Across the records, count every line that includes "girl" and give the number by itself.

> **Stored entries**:
┄┄┄┄┄┄

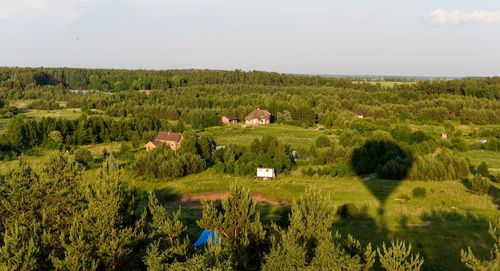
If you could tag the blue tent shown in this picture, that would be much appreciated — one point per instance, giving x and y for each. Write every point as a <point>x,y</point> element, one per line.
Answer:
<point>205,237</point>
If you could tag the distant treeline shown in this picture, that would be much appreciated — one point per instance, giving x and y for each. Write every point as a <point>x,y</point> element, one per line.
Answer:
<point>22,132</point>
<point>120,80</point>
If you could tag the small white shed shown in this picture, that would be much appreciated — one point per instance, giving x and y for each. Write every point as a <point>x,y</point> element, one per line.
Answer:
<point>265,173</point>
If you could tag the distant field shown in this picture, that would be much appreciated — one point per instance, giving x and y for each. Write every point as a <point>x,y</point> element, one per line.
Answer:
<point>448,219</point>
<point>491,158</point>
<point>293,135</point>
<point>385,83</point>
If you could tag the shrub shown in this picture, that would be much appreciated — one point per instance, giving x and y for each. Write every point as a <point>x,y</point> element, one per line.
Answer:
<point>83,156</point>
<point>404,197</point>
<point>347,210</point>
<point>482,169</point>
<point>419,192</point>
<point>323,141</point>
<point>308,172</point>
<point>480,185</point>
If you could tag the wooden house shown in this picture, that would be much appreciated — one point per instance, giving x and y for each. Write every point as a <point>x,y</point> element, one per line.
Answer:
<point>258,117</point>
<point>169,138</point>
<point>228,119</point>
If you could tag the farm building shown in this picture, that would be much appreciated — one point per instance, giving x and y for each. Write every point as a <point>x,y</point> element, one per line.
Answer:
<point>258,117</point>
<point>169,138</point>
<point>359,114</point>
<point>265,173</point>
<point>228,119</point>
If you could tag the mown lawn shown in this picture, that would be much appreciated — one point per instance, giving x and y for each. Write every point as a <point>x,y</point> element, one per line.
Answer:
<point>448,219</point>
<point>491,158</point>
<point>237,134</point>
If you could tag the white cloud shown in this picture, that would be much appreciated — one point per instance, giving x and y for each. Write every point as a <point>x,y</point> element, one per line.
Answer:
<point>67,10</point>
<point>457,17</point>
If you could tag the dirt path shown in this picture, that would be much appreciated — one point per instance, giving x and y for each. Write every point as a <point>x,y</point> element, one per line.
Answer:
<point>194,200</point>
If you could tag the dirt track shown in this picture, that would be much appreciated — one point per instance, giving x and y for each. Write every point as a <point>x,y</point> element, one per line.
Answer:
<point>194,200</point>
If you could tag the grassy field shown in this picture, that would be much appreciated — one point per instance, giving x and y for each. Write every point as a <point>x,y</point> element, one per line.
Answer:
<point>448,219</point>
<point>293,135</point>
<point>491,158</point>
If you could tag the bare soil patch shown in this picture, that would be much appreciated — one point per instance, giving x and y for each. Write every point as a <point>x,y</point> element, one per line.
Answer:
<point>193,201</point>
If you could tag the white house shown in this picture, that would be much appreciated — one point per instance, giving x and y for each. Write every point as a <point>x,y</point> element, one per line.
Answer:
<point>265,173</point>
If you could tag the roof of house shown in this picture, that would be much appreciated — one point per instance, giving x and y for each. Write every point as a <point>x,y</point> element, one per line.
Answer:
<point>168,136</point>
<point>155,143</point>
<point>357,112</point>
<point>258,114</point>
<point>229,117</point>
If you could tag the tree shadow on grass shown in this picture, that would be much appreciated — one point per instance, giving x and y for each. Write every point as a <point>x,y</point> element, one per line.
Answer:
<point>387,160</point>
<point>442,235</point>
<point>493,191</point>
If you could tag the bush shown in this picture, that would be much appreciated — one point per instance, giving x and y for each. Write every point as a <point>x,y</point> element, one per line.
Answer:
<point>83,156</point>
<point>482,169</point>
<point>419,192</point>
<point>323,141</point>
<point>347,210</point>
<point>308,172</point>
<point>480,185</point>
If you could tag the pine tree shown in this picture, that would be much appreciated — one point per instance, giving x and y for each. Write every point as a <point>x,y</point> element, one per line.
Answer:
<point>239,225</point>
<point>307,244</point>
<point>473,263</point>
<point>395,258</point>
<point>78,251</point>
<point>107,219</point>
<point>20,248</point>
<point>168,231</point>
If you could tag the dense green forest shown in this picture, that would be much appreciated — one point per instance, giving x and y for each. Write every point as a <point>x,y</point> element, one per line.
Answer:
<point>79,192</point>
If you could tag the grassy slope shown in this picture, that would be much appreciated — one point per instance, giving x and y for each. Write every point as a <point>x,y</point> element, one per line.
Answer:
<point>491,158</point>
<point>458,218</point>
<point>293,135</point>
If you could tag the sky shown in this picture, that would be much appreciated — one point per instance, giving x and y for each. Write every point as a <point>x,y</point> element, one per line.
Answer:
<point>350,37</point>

┄┄┄┄┄┄

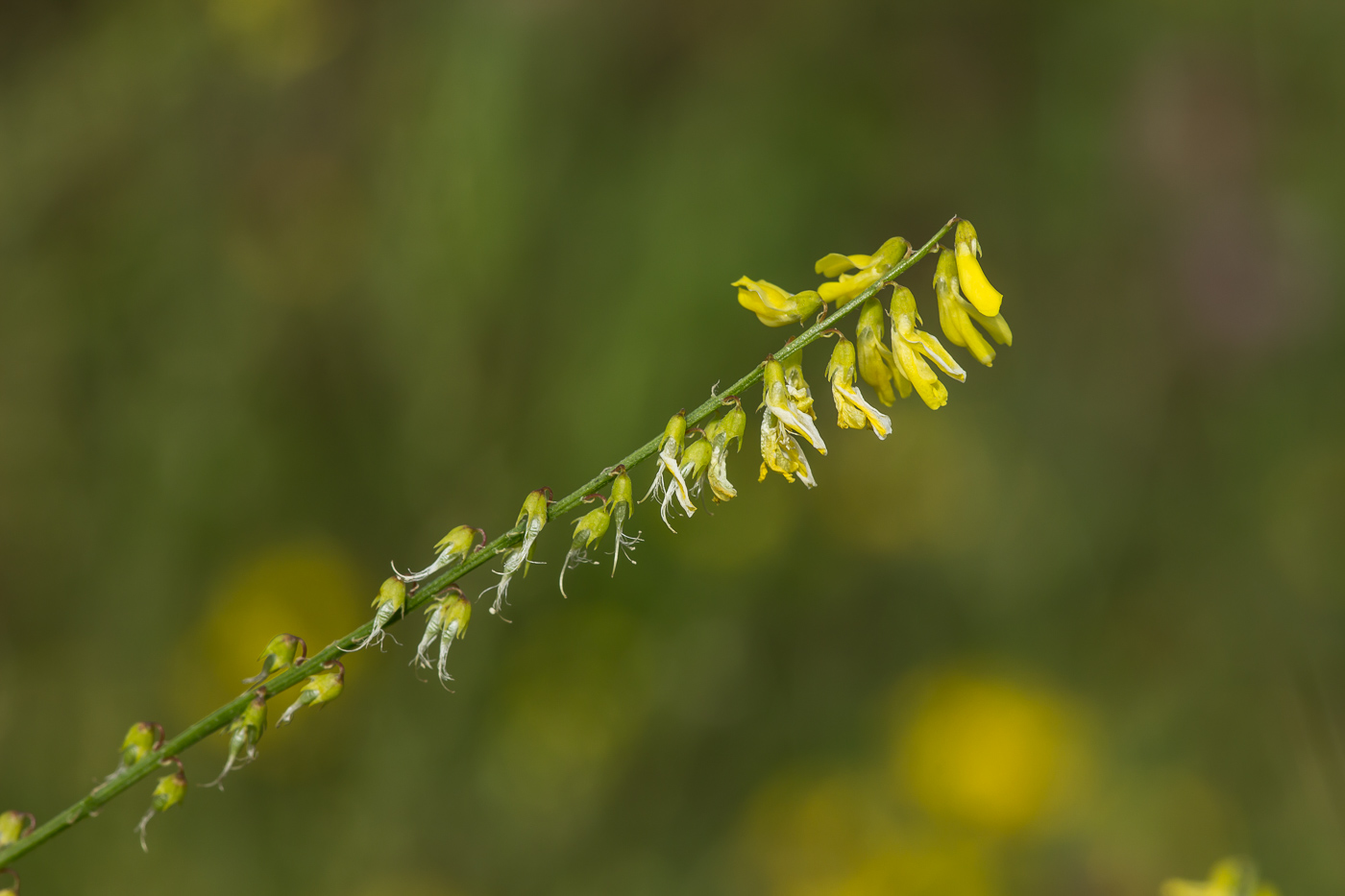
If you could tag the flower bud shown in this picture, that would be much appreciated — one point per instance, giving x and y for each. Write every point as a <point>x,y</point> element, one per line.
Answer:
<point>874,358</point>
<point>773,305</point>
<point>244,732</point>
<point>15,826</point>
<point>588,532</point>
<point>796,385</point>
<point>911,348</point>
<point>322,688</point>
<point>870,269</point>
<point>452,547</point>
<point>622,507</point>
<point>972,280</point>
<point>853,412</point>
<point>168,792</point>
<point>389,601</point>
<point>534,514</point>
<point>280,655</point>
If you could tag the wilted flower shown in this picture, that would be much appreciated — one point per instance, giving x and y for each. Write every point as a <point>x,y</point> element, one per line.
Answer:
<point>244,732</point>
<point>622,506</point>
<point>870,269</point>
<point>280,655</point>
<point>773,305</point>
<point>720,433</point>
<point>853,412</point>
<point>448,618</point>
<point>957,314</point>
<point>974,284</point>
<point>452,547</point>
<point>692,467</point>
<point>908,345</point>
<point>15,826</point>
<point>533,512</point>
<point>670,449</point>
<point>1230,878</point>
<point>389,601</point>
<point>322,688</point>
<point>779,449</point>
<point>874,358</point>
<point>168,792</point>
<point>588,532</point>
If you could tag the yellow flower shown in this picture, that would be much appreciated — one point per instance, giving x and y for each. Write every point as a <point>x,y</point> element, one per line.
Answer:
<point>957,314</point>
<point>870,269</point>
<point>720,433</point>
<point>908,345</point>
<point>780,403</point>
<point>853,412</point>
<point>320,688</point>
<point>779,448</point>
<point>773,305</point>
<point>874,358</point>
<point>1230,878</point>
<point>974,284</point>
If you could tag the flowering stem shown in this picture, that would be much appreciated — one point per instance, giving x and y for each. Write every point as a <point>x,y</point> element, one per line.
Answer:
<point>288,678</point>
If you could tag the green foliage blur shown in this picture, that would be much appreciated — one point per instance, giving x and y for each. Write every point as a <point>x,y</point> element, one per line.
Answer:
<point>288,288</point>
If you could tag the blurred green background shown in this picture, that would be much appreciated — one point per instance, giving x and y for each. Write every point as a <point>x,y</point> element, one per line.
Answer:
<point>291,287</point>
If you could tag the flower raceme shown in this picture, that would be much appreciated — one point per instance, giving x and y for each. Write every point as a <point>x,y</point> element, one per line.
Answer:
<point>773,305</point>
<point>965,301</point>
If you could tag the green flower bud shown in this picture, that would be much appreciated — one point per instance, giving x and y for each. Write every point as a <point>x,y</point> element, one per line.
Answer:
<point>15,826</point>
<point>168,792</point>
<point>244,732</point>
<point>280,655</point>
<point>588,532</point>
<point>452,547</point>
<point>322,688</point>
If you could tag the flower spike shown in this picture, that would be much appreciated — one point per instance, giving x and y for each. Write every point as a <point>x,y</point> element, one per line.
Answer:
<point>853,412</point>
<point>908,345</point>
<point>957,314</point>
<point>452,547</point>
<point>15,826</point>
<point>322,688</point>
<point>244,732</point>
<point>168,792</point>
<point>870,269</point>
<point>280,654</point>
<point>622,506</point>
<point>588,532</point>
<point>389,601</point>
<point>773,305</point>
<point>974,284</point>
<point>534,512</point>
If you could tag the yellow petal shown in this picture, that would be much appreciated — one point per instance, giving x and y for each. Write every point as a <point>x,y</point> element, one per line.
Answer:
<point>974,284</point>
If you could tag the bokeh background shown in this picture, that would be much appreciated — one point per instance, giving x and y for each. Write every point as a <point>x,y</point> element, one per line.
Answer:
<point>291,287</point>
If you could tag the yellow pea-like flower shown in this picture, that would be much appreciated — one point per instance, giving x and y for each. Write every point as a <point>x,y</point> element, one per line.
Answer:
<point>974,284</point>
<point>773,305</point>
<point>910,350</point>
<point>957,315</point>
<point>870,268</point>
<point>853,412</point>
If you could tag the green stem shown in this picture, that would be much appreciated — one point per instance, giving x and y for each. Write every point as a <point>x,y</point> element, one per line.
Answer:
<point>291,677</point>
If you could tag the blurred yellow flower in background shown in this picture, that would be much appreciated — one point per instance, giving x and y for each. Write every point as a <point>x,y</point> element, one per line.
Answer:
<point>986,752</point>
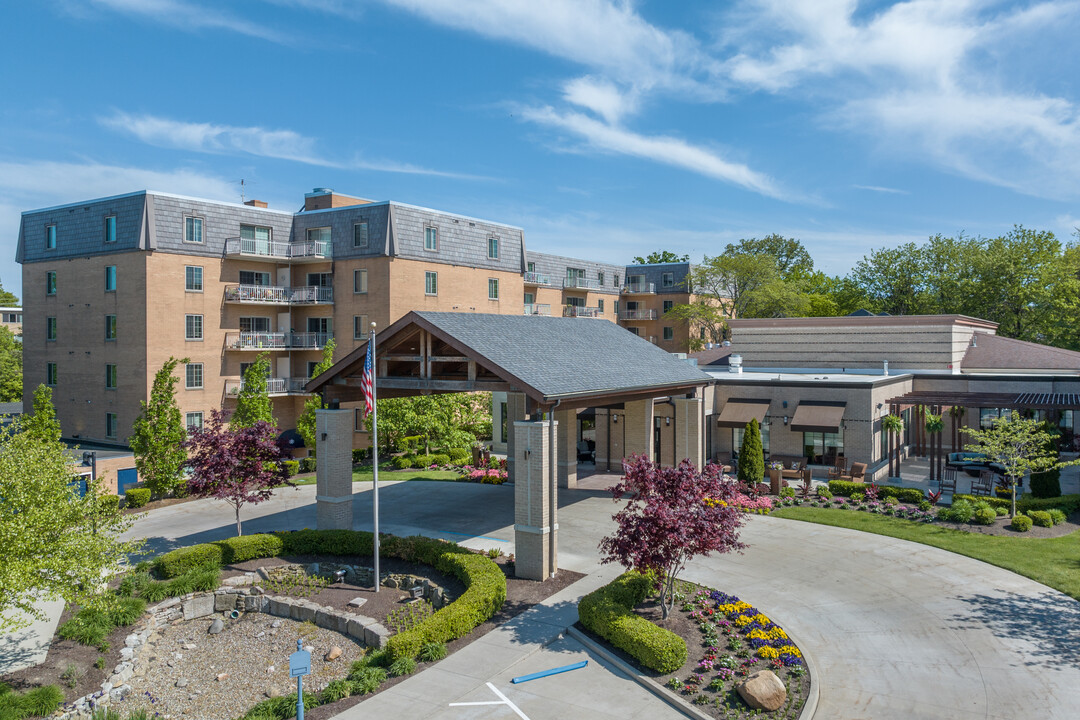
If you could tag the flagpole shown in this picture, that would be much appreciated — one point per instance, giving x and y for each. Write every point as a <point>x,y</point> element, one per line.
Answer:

┄┄┄┄┄┄

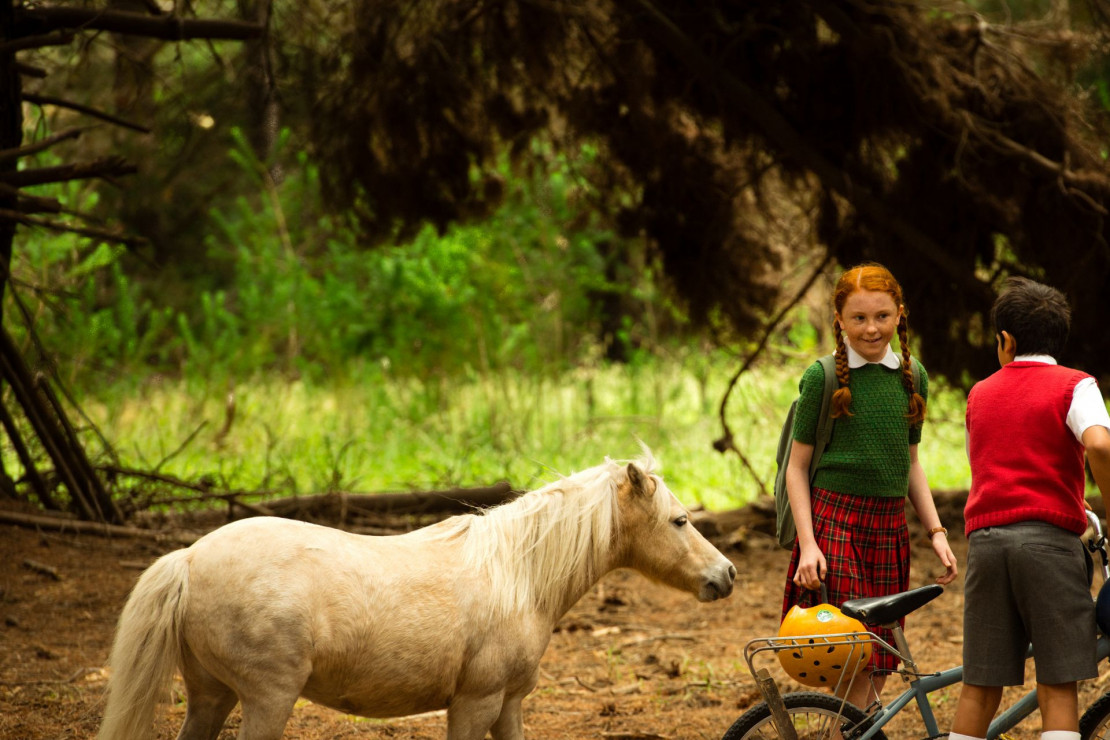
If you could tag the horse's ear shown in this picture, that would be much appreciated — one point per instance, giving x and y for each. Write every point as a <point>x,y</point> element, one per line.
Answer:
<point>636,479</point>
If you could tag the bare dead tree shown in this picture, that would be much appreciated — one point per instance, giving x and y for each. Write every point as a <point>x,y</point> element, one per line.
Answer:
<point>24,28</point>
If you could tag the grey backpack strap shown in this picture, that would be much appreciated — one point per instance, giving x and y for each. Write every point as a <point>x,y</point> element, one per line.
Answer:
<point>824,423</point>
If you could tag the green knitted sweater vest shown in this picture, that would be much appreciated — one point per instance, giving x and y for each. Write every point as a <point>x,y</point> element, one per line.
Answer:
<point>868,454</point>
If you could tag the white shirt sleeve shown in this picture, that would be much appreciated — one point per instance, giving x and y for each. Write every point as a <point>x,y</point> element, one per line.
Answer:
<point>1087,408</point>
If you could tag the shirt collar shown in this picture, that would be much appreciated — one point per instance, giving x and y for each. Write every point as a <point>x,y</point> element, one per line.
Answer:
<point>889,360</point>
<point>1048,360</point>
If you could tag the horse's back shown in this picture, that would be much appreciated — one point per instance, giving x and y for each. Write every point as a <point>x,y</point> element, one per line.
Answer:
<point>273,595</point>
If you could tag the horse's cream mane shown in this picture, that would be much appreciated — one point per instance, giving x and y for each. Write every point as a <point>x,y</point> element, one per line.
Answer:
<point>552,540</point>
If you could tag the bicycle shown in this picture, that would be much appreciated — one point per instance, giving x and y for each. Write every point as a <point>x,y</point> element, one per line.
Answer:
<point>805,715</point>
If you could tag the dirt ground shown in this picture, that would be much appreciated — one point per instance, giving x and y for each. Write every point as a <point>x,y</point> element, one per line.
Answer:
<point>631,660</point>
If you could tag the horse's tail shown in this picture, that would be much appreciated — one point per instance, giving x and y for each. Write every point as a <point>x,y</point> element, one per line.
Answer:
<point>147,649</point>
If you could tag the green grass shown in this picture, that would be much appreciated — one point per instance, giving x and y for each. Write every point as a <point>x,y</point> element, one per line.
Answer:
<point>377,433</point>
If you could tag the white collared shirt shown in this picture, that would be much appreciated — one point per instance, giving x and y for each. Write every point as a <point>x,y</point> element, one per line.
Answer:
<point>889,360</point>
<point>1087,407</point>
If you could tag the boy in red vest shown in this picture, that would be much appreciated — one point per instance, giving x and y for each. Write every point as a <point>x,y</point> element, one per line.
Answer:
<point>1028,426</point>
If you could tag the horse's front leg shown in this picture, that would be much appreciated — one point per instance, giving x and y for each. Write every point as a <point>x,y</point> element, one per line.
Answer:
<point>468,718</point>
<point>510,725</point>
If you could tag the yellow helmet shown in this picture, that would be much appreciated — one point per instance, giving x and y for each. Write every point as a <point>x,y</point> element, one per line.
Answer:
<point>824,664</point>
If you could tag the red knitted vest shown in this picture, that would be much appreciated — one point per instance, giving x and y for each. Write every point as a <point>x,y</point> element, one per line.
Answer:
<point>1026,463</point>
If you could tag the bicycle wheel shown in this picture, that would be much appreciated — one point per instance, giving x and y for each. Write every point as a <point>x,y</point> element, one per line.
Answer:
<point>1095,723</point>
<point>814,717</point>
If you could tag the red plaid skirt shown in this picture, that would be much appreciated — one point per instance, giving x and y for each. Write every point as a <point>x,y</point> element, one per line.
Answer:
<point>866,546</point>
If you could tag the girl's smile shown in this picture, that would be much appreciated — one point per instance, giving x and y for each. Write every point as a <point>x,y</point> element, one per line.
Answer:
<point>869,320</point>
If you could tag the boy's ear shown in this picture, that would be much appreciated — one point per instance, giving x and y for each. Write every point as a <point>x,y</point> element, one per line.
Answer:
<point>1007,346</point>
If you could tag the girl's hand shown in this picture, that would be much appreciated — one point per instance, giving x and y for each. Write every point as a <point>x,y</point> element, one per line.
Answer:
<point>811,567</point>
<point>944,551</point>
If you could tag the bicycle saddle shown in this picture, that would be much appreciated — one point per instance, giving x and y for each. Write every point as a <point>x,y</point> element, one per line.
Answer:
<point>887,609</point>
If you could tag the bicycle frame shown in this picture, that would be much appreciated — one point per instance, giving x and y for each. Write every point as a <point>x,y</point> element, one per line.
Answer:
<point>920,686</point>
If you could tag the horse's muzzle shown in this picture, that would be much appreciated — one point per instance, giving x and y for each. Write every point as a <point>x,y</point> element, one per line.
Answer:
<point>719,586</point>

┄┄┄┄┄┄

> **Completed task**: 2